§ **EXERCISE INSTRUCTIONS**
Every line of the records must be repeated exactly; pictures stay out.

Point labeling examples
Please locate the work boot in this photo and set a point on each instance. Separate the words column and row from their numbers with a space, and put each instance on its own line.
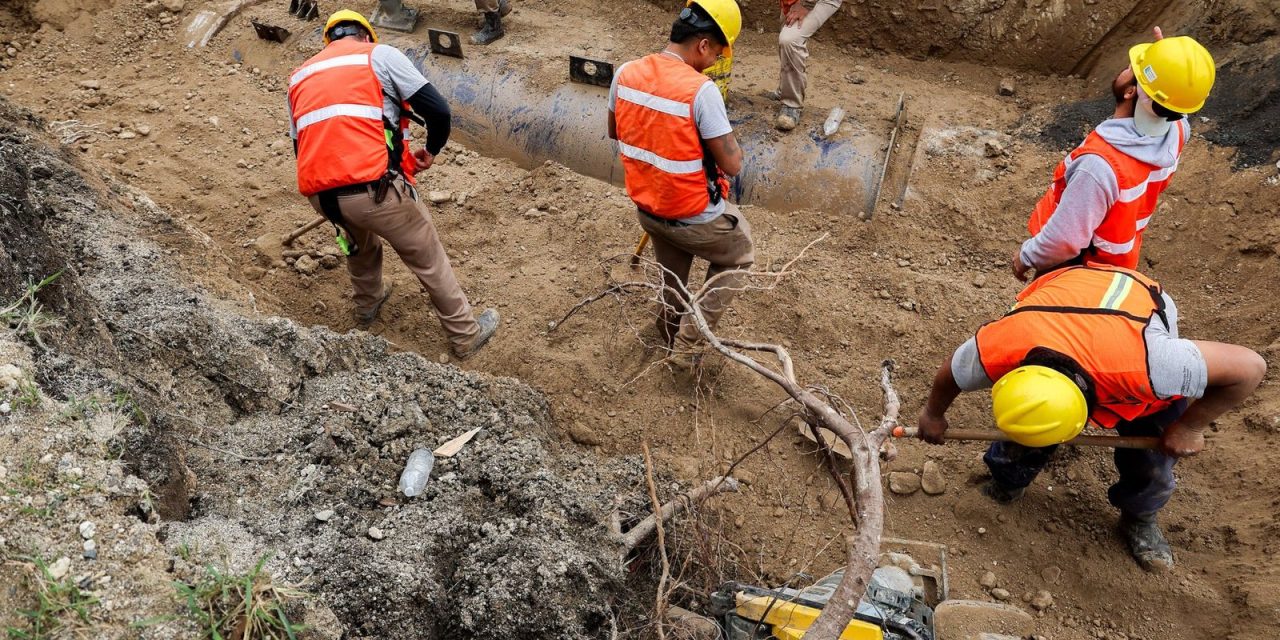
column 488, row 323
column 1000, row 493
column 1147, row 543
column 366, row 316
column 787, row 118
column 492, row 30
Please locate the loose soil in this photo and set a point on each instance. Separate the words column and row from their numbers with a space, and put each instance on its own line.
column 909, row 284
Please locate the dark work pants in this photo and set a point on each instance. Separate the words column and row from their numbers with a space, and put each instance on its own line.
column 1146, row 475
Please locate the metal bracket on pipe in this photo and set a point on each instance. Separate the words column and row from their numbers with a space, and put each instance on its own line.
column 392, row 14
column 305, row 9
column 590, row 72
column 444, row 42
column 270, row 31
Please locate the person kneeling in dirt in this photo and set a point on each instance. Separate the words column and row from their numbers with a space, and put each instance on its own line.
column 1096, row 343
column 676, row 165
column 1105, row 191
column 356, row 169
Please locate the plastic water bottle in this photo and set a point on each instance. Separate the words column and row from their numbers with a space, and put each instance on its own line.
column 416, row 471
column 833, row 120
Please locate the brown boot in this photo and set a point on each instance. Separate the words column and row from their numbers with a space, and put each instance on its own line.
column 366, row 316
column 488, row 323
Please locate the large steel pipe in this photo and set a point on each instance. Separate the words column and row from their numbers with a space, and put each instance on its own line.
column 499, row 110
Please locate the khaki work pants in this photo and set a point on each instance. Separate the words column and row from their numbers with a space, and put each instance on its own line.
column 794, row 51
column 725, row 242
column 406, row 224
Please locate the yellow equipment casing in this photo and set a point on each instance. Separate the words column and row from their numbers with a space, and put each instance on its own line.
column 789, row 621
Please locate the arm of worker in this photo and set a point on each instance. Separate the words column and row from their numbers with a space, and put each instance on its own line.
column 716, row 131
column 961, row 373
column 1091, row 190
column 402, row 82
column 1233, row 374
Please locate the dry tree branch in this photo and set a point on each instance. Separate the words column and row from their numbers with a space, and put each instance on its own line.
column 867, row 499
column 659, row 607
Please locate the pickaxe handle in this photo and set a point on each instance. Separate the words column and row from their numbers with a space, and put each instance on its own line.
column 1118, row 442
column 639, row 251
column 297, row 233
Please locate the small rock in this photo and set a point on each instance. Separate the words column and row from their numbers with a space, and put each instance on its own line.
column 904, row 483
column 306, row 265
column 1042, row 600
column 1051, row 575
column 585, row 435
column 59, row 568
column 932, row 479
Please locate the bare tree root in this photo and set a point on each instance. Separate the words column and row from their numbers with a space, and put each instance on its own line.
column 865, row 497
column 630, row 539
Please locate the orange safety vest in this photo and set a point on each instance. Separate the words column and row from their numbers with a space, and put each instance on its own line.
column 1119, row 238
column 1096, row 315
column 661, row 147
column 337, row 105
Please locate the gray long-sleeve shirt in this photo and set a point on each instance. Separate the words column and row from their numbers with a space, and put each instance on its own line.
column 1092, row 188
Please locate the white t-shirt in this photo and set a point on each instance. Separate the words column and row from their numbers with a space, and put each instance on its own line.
column 712, row 120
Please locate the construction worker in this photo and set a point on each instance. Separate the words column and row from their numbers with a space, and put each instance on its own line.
column 677, row 146
column 348, row 120
column 800, row 21
column 493, row 12
column 1101, row 344
column 1105, row 191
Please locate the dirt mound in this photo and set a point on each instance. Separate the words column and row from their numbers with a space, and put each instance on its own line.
column 241, row 444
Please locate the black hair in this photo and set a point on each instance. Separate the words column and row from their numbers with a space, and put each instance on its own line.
column 347, row 30
column 695, row 23
column 1068, row 366
column 1169, row 114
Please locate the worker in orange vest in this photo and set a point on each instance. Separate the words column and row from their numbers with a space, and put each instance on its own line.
column 348, row 114
column 1105, row 191
column 677, row 146
column 1096, row 344
column 800, row 21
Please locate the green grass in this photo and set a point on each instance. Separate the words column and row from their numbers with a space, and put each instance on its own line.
column 27, row 316
column 59, row 603
column 240, row 607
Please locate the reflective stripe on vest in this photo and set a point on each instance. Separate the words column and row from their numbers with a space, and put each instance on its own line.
column 1096, row 315
column 1118, row 240
column 337, row 106
column 658, row 140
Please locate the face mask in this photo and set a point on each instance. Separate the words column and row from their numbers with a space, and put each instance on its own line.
column 1144, row 118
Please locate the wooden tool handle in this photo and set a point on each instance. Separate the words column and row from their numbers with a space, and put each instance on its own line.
column 1118, row 442
column 289, row 237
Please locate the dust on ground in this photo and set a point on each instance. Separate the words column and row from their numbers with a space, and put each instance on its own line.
column 202, row 133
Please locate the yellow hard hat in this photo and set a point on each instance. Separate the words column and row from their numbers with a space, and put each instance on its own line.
column 348, row 16
column 1176, row 72
column 1037, row 406
column 726, row 14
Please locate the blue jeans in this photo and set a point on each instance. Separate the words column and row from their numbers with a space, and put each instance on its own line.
column 1146, row 475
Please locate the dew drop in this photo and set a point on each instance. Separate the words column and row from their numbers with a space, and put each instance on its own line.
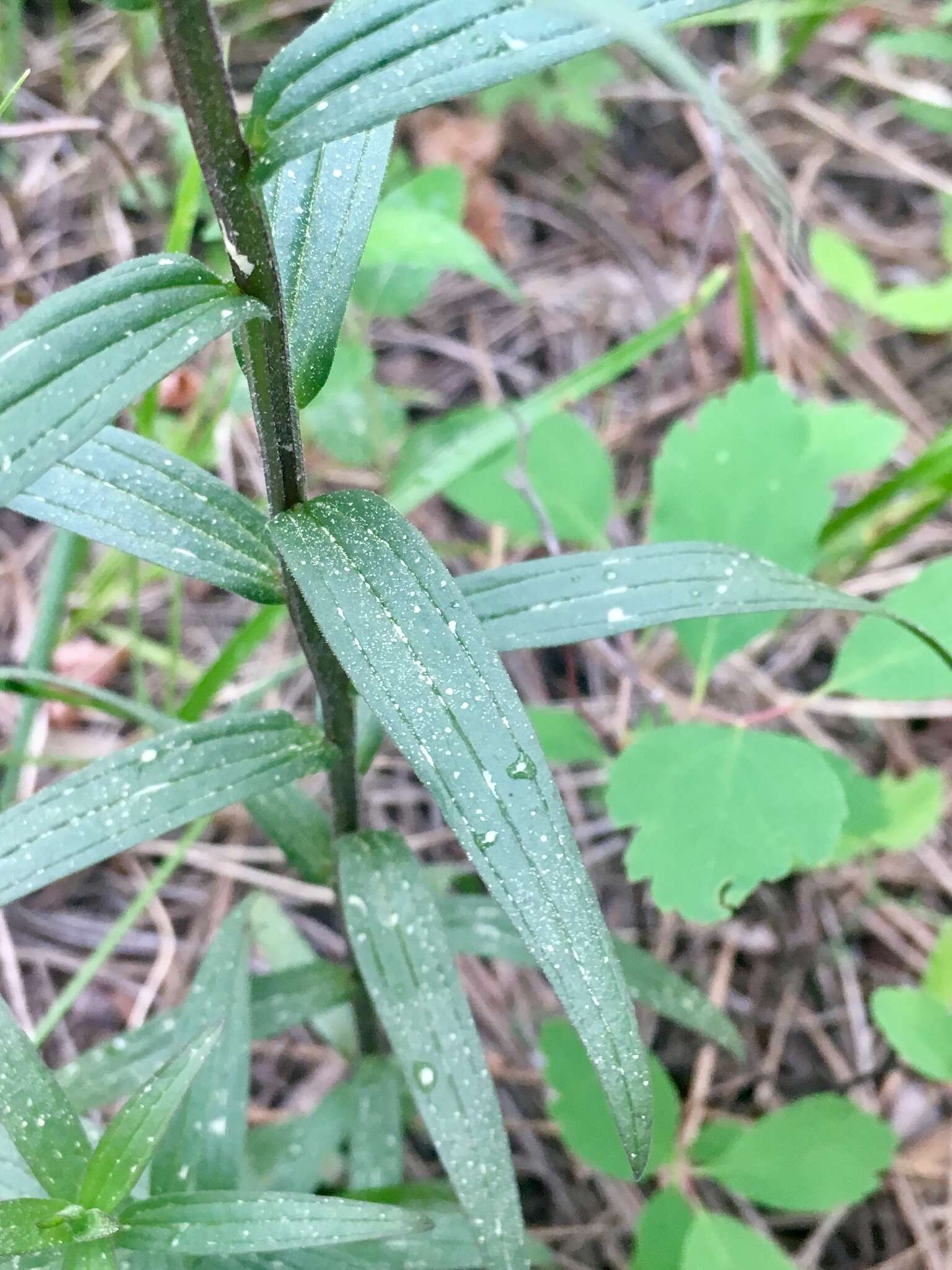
column 523, row 769
column 425, row 1076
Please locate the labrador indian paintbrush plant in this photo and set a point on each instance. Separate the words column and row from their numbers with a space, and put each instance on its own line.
column 177, row 1174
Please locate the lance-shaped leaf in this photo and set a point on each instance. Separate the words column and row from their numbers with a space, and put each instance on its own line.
column 37, row 1116
column 450, row 1245
column 140, row 498
column 123, row 1152
column 108, row 1072
column 416, row 654
column 75, row 360
column 367, row 64
column 284, row 948
column 592, row 595
column 205, row 1146
column 320, row 207
column 149, row 789
column 408, row 966
column 478, row 926
column 221, row 1223
column 32, row 1226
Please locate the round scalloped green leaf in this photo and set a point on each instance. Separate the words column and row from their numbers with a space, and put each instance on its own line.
column 919, row 1028
column 720, row 810
column 746, row 473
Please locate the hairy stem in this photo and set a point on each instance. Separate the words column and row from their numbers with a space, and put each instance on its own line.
column 202, row 84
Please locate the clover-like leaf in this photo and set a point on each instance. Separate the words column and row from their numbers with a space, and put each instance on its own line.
column 810, row 1156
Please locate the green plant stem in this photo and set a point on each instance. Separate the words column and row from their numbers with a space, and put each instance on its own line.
column 205, row 93
column 65, row 561
column 123, row 923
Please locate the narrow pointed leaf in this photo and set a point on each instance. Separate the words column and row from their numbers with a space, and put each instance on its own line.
column 205, row 1145
column 478, row 926
column 74, row 361
column 367, row 64
column 123, row 1152
column 592, row 595
column 376, row 1155
column 404, row 633
column 140, row 498
column 24, row 1226
column 37, row 1117
column 220, row 1223
column 286, row 949
column 149, row 789
column 108, row 1072
column 300, row 827
column 320, row 207
column 408, row 966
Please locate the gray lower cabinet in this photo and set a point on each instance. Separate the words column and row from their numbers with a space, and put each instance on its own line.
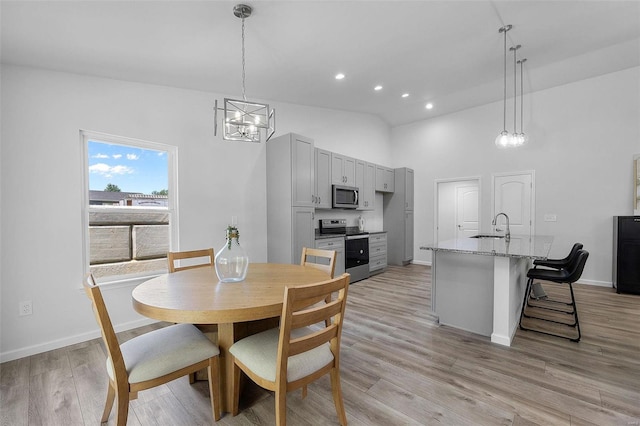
column 377, row 252
column 336, row 244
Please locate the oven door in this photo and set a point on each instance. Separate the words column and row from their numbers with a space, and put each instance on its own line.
column 356, row 251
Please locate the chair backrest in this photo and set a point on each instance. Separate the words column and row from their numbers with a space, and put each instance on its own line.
column 106, row 328
column 172, row 256
column 573, row 254
column 330, row 255
column 575, row 270
column 301, row 309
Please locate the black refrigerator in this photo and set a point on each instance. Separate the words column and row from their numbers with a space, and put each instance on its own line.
column 626, row 254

§ **RESPONSE TO THIS TASK**
Please locate the work boot in this photo and set a point on each instance. Separate the words column and row from their numbers with a space, and put each instance on its own line.
column 488, row 323
column 1000, row 493
column 1147, row 543
column 366, row 316
column 787, row 118
column 492, row 30
Please locate the loose soil in this photo and set a point on each instance. Separate the words column and row from their numbers with a space, and put each instance on its own line.
column 909, row 284
Please locate the dark work pants in this photo and set a point on each instance. Separate the words column and row from their numbers with a space, and put each instance on its own line.
column 1146, row 475
Please locate the metal bracket on pipe in this photo and set a point on each instance. Separate the words column and row from their numbers with a space, and put each instance on its own line.
column 392, row 14
column 305, row 9
column 590, row 72
column 444, row 42
column 270, row 31
Please locate the person kneeling in dirt in this photo and set a point on each instance. Separate the words column and row from their numbers with a space, and put each instance on its own line.
column 1096, row 343
column 676, row 165
column 1105, row 191
column 356, row 169
Please locate the plastic water bottle in this photo and set a point on each instance. Separate the words column and row from their numbers with a space, and put each instance on its own line.
column 416, row 471
column 833, row 120
Please locate the brown boot in this photo and set a point on each instance. Separate the words column and row from their numbers with a space, and put each instance on its own line.
column 366, row 316
column 488, row 323
Please locate the large steel pipe in this photo and set a point on each instance. Separate the words column and row from their numbers with a space, and put each instance on its own line.
column 499, row 110
Please locate the khaki work pants in this photo and set a point on each instance. Separate the words column and row from their numbers with a space, and put each instance on its own line.
column 794, row 51
column 725, row 242
column 406, row 224
Please locate the yellow equipment casing in this photo and set a point on each instance. Separate the words column and row from their numbers with a space, and put each instance on its own line.
column 789, row 621
Please locate the arm of worker in this photo and set a point on each instance. Separate the words column and row from their numbers with a space, and put each instance on its own line.
column 716, row 131
column 961, row 373
column 1091, row 190
column 402, row 82
column 1233, row 374
Please locate the dry tree branch in this photo and set a point on each instance. Separate the words column and row from their numbers with a space, and put each instance on its own line.
column 867, row 499
column 659, row 607
Please locate the pickaxe handle in this photo and set a point on each instance. Separate the words column and row from their numbers with a space, and put each instance on its own line.
column 1118, row 442
column 639, row 251
column 297, row 233
Please locate the small rock in this photo and set a point on each instance. Separate the words column and row from their numbers with a space, and put each instance on its own line.
column 904, row 483
column 306, row 265
column 1042, row 600
column 1051, row 575
column 585, row 435
column 59, row 568
column 932, row 479
Please locate the bare tree root in this photo and set a point on each instance. Separate the words column and row from their numbers with a space, and put each instance on its own line.
column 865, row 497
column 630, row 539
Please locate the orange safety vest in this photo and set a point on each instance. Separate the words column and row from their numbers with a space, and put each instance on its own line.
column 1119, row 238
column 1096, row 315
column 661, row 147
column 337, row 105
Please locate the gray long-sleeve shirt in this photo and set a point on each instance. Separate the words column and row from their numbers with a space, and put each instance on its own line.
column 1092, row 188
Please locate the white t-shirt in this photo and set a point on each instance. Separate the words column and row from their numbers with a space, and put each instance on its own line.
column 712, row 120
Please locate the construction worker in this photo and set a point on each instance. Separate the words column and row from their numbers with a space, and put each instance on its own line.
column 677, row 146
column 348, row 120
column 800, row 21
column 493, row 12
column 1101, row 344
column 1105, row 191
Please locate the dirt mound in this photo and set a point on each instance. Separate the words column and row from their numbers with a space, and put each instance on its own line.
column 241, row 444
Please locate the black hair in this photo and set a point on each instance. Separate the words column and row from their numbers with a space, and put each instance on its own line.
column 347, row 30
column 695, row 23
column 1068, row 366
column 1169, row 114
Please locate the worker in orange vest in this photo and set a point on each instance. Separate the words column and row from their numbers with a space, and put each instance on its own line.
column 348, row 114
column 1105, row 191
column 677, row 146
column 1096, row 344
column 800, row 21
Please locate the green grass in this photo and set a point on each instance. Separate the words column and row from their numbers with a space, and put each instance on its own line.
column 27, row 316
column 59, row 603
column 240, row 607
Please locate the reflective stripe on vest in this photo and set a point on each instance. Separate the words column and row from their numbers with a space, and put each instance on its own line.
column 1096, row 315
column 1118, row 240
column 337, row 106
column 658, row 140
Please locate the face mask in this photo and set a point on each instance. Separate the words column and row from their numbers with a space, and put each instance on its own line.
column 1144, row 118
Please locate the wooden tool handle in this photo and set a point on each instance. Separate the words column and row from their numbers with a space, and put each instance on its own line.
column 1118, row 442
column 289, row 237
Please locate the dust on ground in this photo and set a point on each instance. Separate the words column and row from their numbers with a space, and put each instance on its own line.
column 202, row 133
Please locate the yellow hard hat in this photo and set a point on each instance. Separate the words column and row from their numbers with a space, and put each instance on its own line.
column 348, row 16
column 1176, row 72
column 1037, row 406
column 726, row 14
Please locate the blue jeans in this photo and set a point on each instance. Separate the words column and row from their numbers with a space, and put each instance on its own line.
column 1146, row 475
Please locate the dew drop in this photo and set a point on each instance. Separate the words column and row from their numbers with a space, and put each instance on its own line.
column 523, row 769
column 425, row 1076
Please locate the labrador indian paintbrush plant in this photo and set a point on each instance. Separate the words column and row from their numbers with a space, and put each instance on its own line.
column 177, row 1174
Please locate the lance-shaped leaf in this photo and set a point on each instance. Separate the words column and row from their numbers with a space, and put each instance on its own line.
column 37, row 1116
column 450, row 1245
column 140, row 498
column 123, row 1152
column 108, row 1072
column 416, row 654
column 75, row 360
column 367, row 64
column 284, row 948
column 592, row 595
column 205, row 1146
column 320, row 207
column 149, row 789
column 408, row 966
column 478, row 926
column 221, row 1223
column 32, row 1226
Please locate the round scalloped green leaf in this photo and set a point on each instance. Separate the words column and row from their numbers with a space, and put each instance on its own line.
column 919, row 1028
column 720, row 810
column 746, row 473
Please locate the hairy stem in this photo and set a point on each instance. Separate the words column and row from their numbers with a space, and put each instance on its own line.
column 202, row 84
Please locate the clover-like leaf in this photo and set a point on each instance. Separate the words column and row from their numbers with a space, and put each instance on its own line.
column 810, row 1156
Please locate the green plant stem in this photo and set a point on each instance. Separate the words column and row from their numbers with a space, and put each instance on its own line.
column 205, row 93
column 65, row 561
column 123, row 923
Please locate the narrow pointed leaf in this photo and set a point on each instance. Separate the words column and row from their numbers with a space, and put each instance on its own line.
column 205, row 1145
column 478, row 926
column 74, row 361
column 367, row 64
column 123, row 1152
column 592, row 595
column 376, row 1155
column 404, row 633
column 140, row 498
column 24, row 1226
column 37, row 1117
column 220, row 1223
column 286, row 949
column 149, row 789
column 108, row 1072
column 300, row 827
column 320, row 207
column 408, row 966
Please locate the gray lower cabinet in this photo and set a point on each instance. Separate the words column and row from their numbers with a space, and put each instance on its own line.
column 377, row 252
column 336, row 244
Please locate the oven door in this photo and set a point on each instance. Separate the words column and row from their numbers with a space, and put each instance on its own line.
column 356, row 251
Please locate the chair backrest in this photo and set a point on each instance. Separate the words column and row from their numbers with a space, and put each instance on its own line.
column 106, row 328
column 172, row 256
column 573, row 254
column 330, row 255
column 575, row 270
column 301, row 309
Please locate the black refrigerator in this photo and set a point on each instance. Separate the words column and row from their numbers with a space, and put each instance on its own line.
column 626, row 254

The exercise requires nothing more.